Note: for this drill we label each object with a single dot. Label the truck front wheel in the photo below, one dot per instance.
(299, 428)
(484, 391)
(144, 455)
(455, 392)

————

* **AIM OF THE TASK**: Rewrite the records, substituting "point" for every occurrence of "dot" and leaving all other wording unchanged.

* **THE ANSWER**:
Note: for this drill we label each object with a single point. Label the truck front wheel in the photo below, one point per instance.
(299, 428)
(484, 391)
(144, 455)
(455, 392)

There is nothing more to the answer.